## start Data listing

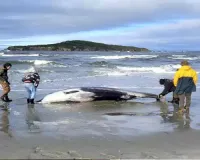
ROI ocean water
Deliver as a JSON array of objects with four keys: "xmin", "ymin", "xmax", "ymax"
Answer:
[{"xmin": 0, "ymin": 51, "xmax": 200, "ymax": 139}]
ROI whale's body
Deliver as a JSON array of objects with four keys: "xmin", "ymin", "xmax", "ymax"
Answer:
[{"xmin": 39, "ymin": 87, "xmax": 157, "ymax": 103}]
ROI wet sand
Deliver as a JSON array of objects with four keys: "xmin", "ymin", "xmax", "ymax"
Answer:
[
  {"xmin": 0, "ymin": 90, "xmax": 200, "ymax": 159},
  {"xmin": 0, "ymin": 129, "xmax": 200, "ymax": 159}
]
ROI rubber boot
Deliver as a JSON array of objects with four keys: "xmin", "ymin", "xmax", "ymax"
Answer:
[
  {"xmin": 30, "ymin": 99, "xmax": 35, "ymax": 104},
  {"xmin": 5, "ymin": 95, "xmax": 12, "ymax": 102}
]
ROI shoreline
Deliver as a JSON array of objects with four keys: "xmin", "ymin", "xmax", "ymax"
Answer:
[{"xmin": 0, "ymin": 129, "xmax": 200, "ymax": 159}]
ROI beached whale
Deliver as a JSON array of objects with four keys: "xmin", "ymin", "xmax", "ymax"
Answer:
[{"xmin": 38, "ymin": 87, "xmax": 157, "ymax": 103}]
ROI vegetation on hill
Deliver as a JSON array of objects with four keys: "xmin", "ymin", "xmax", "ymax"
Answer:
[{"xmin": 8, "ymin": 40, "xmax": 149, "ymax": 52}]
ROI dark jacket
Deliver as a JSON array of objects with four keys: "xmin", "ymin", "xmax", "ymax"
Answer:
[
  {"xmin": 0, "ymin": 67, "xmax": 10, "ymax": 84},
  {"xmin": 160, "ymin": 79, "xmax": 176, "ymax": 96},
  {"xmin": 174, "ymin": 66, "xmax": 198, "ymax": 95},
  {"xmin": 22, "ymin": 73, "xmax": 40, "ymax": 88}
]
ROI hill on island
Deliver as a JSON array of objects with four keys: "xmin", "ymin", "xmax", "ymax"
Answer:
[{"xmin": 7, "ymin": 40, "xmax": 149, "ymax": 52}]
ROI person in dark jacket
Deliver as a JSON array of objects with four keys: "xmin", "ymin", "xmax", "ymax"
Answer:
[
  {"xmin": 158, "ymin": 79, "xmax": 179, "ymax": 103},
  {"xmin": 174, "ymin": 60, "xmax": 198, "ymax": 114},
  {"xmin": 0, "ymin": 63, "xmax": 12, "ymax": 102},
  {"xmin": 22, "ymin": 69, "xmax": 40, "ymax": 104}
]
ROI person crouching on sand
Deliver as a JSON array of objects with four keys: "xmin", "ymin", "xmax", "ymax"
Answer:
[
  {"xmin": 0, "ymin": 63, "xmax": 12, "ymax": 102},
  {"xmin": 174, "ymin": 60, "xmax": 198, "ymax": 114},
  {"xmin": 157, "ymin": 79, "xmax": 179, "ymax": 104},
  {"xmin": 22, "ymin": 68, "xmax": 40, "ymax": 104}
]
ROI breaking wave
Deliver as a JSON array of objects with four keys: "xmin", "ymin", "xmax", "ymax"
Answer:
[
  {"xmin": 94, "ymin": 65, "xmax": 181, "ymax": 76},
  {"xmin": 91, "ymin": 55, "xmax": 158, "ymax": 60},
  {"xmin": 168, "ymin": 55, "xmax": 200, "ymax": 60},
  {"xmin": 0, "ymin": 53, "xmax": 40, "ymax": 57}
]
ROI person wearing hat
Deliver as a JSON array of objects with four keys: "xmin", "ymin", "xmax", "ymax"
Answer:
[
  {"xmin": 0, "ymin": 63, "xmax": 12, "ymax": 102},
  {"xmin": 22, "ymin": 67, "xmax": 40, "ymax": 104},
  {"xmin": 157, "ymin": 79, "xmax": 179, "ymax": 104},
  {"xmin": 173, "ymin": 60, "xmax": 198, "ymax": 113}
]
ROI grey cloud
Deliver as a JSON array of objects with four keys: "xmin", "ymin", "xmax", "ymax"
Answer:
[{"xmin": 0, "ymin": 0, "xmax": 199, "ymax": 38}]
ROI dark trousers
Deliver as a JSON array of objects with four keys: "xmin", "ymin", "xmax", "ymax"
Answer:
[
  {"xmin": 0, "ymin": 81, "xmax": 10, "ymax": 98},
  {"xmin": 178, "ymin": 93, "xmax": 192, "ymax": 108}
]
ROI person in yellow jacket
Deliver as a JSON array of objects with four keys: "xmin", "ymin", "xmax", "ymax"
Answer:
[{"xmin": 173, "ymin": 60, "xmax": 198, "ymax": 113}]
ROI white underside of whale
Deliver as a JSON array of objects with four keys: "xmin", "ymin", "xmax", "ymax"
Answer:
[{"xmin": 40, "ymin": 89, "xmax": 95, "ymax": 103}]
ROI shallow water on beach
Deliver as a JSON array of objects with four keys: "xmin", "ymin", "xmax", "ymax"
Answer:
[{"xmin": 0, "ymin": 51, "xmax": 200, "ymax": 150}]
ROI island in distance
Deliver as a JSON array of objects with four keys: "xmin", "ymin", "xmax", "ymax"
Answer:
[{"xmin": 7, "ymin": 40, "xmax": 149, "ymax": 52}]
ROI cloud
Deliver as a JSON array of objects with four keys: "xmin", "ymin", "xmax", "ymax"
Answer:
[{"xmin": 0, "ymin": 0, "xmax": 200, "ymax": 48}]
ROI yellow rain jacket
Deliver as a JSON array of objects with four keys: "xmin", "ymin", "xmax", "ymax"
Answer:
[{"xmin": 174, "ymin": 66, "xmax": 198, "ymax": 94}]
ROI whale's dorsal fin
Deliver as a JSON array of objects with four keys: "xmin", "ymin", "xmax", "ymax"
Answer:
[{"xmin": 63, "ymin": 90, "xmax": 79, "ymax": 94}]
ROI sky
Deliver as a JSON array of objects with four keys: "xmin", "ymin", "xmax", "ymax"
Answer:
[{"xmin": 0, "ymin": 0, "xmax": 200, "ymax": 50}]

## end Data listing

Reproduce the listing above word for word, leaving out the pictures.

▶ **Task response**:
ROI ocean water
Deliver as a JSON array of objects with four keys: "xmin", "ymin", "xmax", "ymax"
Answer:
[{"xmin": 0, "ymin": 51, "xmax": 200, "ymax": 139}]
ROI whale's body
Deliver as a JSON array of objects with four keys: "xmin", "ymin", "xmax", "ymax"
Answer:
[{"xmin": 39, "ymin": 87, "xmax": 157, "ymax": 103}]
ROI wet sand
Deliver as a JSON array of objects with four keys: "xmin", "ymin", "xmax", "ymax"
Answer:
[
  {"xmin": 0, "ymin": 90, "xmax": 200, "ymax": 159},
  {"xmin": 0, "ymin": 129, "xmax": 200, "ymax": 159}
]
ROI rubber boot
Deliver as a JSON array of objects with four keys: "xmin", "ymin", "xmax", "ymax"
Answer:
[
  {"xmin": 30, "ymin": 99, "xmax": 35, "ymax": 104},
  {"xmin": 5, "ymin": 95, "xmax": 12, "ymax": 102}
]
ROI shoreline
Deliver as a JSON array of objects with four keys: "xmin", "ymin", "xmax", "ymax"
Answer:
[{"xmin": 0, "ymin": 129, "xmax": 200, "ymax": 159}]
ROI beached whale
Deliver as a JSON array of objects with four keys: "xmin", "ymin", "xmax", "ymax"
Answer:
[{"xmin": 38, "ymin": 87, "xmax": 157, "ymax": 103}]
ROI vegetation on hill
Deliver as a JSON array of objects with four keys: "xmin", "ymin", "xmax", "ymax"
Answer:
[{"xmin": 8, "ymin": 40, "xmax": 149, "ymax": 52}]
ROI dark jacket
Deliver as a JSON array of objects with four keys: "xmin", "ymin", "xmax", "ymax"
Answer:
[
  {"xmin": 0, "ymin": 67, "xmax": 10, "ymax": 84},
  {"xmin": 160, "ymin": 79, "xmax": 176, "ymax": 96},
  {"xmin": 174, "ymin": 66, "xmax": 198, "ymax": 95},
  {"xmin": 22, "ymin": 73, "xmax": 40, "ymax": 88}
]
ROI hill on island
Deliver as a JSON array of objects with four keys: "xmin", "ymin", "xmax", "ymax"
Answer:
[{"xmin": 7, "ymin": 40, "xmax": 149, "ymax": 52}]
ROI person in dark jacket
Deliver as a JSON array of objects with four keys: "xmin", "ymin", "xmax", "ymax"
Answer:
[
  {"xmin": 158, "ymin": 79, "xmax": 179, "ymax": 103},
  {"xmin": 174, "ymin": 60, "xmax": 198, "ymax": 114},
  {"xmin": 0, "ymin": 63, "xmax": 12, "ymax": 102},
  {"xmin": 22, "ymin": 69, "xmax": 40, "ymax": 104}
]
ROI person crouching on sand
Deliver as a JSON array of objects with four keys: "xmin", "ymin", "xmax", "ymax"
Answer:
[
  {"xmin": 0, "ymin": 63, "xmax": 12, "ymax": 102},
  {"xmin": 174, "ymin": 60, "xmax": 198, "ymax": 114},
  {"xmin": 157, "ymin": 79, "xmax": 179, "ymax": 104},
  {"xmin": 22, "ymin": 68, "xmax": 40, "ymax": 104}
]
ROI breaking wave
Deliver as a JSON array of objects with four keys: "xmin", "ymin", "xmax", "ymax"
Answer:
[
  {"xmin": 94, "ymin": 65, "xmax": 181, "ymax": 76},
  {"xmin": 91, "ymin": 55, "xmax": 158, "ymax": 60},
  {"xmin": 168, "ymin": 55, "xmax": 200, "ymax": 60},
  {"xmin": 0, "ymin": 53, "xmax": 40, "ymax": 57}
]
ROI person wearing hat
Deliver as a JSON array of objects with four keys: "xmin", "ymin", "xmax", "ymax"
Answer:
[
  {"xmin": 0, "ymin": 63, "xmax": 12, "ymax": 102},
  {"xmin": 22, "ymin": 67, "xmax": 40, "ymax": 104},
  {"xmin": 157, "ymin": 79, "xmax": 179, "ymax": 104},
  {"xmin": 173, "ymin": 60, "xmax": 198, "ymax": 113}
]
ROI grey cloud
Deliver as a JSON array of objects with four keys: "xmin", "ymin", "xmax", "ymax"
Answer:
[{"xmin": 0, "ymin": 0, "xmax": 199, "ymax": 38}]
ROI dark trousers
Deliver as a JSON array of objects with four keys: "xmin", "ymin", "xmax", "ymax"
Answer:
[
  {"xmin": 0, "ymin": 81, "xmax": 10, "ymax": 98},
  {"xmin": 178, "ymin": 93, "xmax": 192, "ymax": 108}
]
ROI person in yellow jacket
Deliver as a JSON array of objects with four keys: "xmin", "ymin", "xmax", "ymax"
Answer:
[{"xmin": 173, "ymin": 60, "xmax": 198, "ymax": 113}]
ROI white underside of whale
Deliver as a JSON array of objects with four keys: "xmin", "ymin", "xmax", "ymax"
Answer:
[{"xmin": 40, "ymin": 89, "xmax": 95, "ymax": 103}]
ROI shallow water on beach
Deliver as a JSON array of objects with four keys: "xmin", "ymin", "xmax", "ymax"
Answer:
[{"xmin": 0, "ymin": 51, "xmax": 200, "ymax": 150}]
ROI island in distance
Deliver as a JSON array of objects with four keys: "xmin", "ymin", "xmax", "ymax"
Answer:
[{"xmin": 7, "ymin": 40, "xmax": 149, "ymax": 52}]
ROI cloud
Deliver as a JSON array of objects with four keys: "xmin", "ymin", "xmax", "ymax"
Answer:
[{"xmin": 0, "ymin": 0, "xmax": 200, "ymax": 48}]
ROI yellow rain jacket
Deliver as a JSON array of objects with four keys: "xmin", "ymin", "xmax", "ymax"
Answer:
[{"xmin": 174, "ymin": 66, "xmax": 198, "ymax": 94}]
ROI whale's dorsal fin
Deliver as a JSON array of objects with four keys: "xmin", "ymin", "xmax", "ymax"
Answer:
[{"xmin": 63, "ymin": 90, "xmax": 79, "ymax": 94}]
ROI sky
Deliver as a JSON array of objects with four keys: "xmin", "ymin", "xmax", "ymax"
Answer:
[{"xmin": 0, "ymin": 0, "xmax": 200, "ymax": 50}]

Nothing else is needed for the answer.